:: HOW TO COMPLETE THIS TASK ::
Of the lines in the data below, write out exactly those from the one holding "parts: an instance" through the one holding "units: whole-pixel coordinates, x", both included.

:: RECORDS FOR THIS EXERCISE ::

★ ★ ★ ★ ★ ★ ★

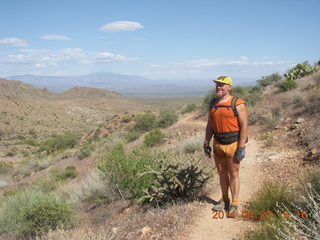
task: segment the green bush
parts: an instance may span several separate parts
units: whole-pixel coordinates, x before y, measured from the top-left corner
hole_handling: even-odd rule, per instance
[[[121,122],[123,123],[128,123],[132,121],[132,116],[131,115],[125,115],[122,117]]]
[[[178,121],[179,115],[173,109],[160,111],[159,127],[166,128]]]
[[[280,92],[287,92],[298,87],[295,79],[287,79],[277,85]]]
[[[160,130],[160,128],[152,129],[145,137],[144,144],[148,147],[154,147],[163,143],[165,134]]]
[[[194,103],[188,104],[184,109],[182,109],[181,114],[195,112],[198,110],[198,106]]]
[[[141,133],[137,131],[135,128],[130,129],[126,134],[125,134],[125,139],[127,142],[132,142],[136,139],[138,139],[141,136]]]
[[[262,77],[260,80],[257,81],[257,83],[262,87],[266,87],[275,82],[280,81],[281,79],[282,76],[279,73],[273,73],[271,75]]]
[[[41,143],[39,151],[53,152],[73,148],[79,137],[78,134],[54,135]]]
[[[0,233],[16,237],[35,237],[73,224],[71,206],[39,190],[25,190],[9,197],[0,214]]]
[[[151,187],[153,176],[142,174],[146,167],[158,169],[159,156],[145,148],[126,154],[123,145],[116,145],[104,159],[98,162],[100,169],[117,186],[121,197],[140,198]]]
[[[151,112],[138,113],[135,117],[134,128],[139,132],[148,132],[157,125],[157,117]]]
[[[249,201],[248,210],[252,211],[255,219],[268,220],[263,214],[272,212],[272,219],[279,218],[278,206],[289,207],[289,193],[284,185],[266,182]]]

★ ★ ★ ★ ★ ★ ★

:: ANSWER BELOW ::
parts: an instance may span several separate parts
units: whole-pixel coordinates, x before y, measured from the top-left corner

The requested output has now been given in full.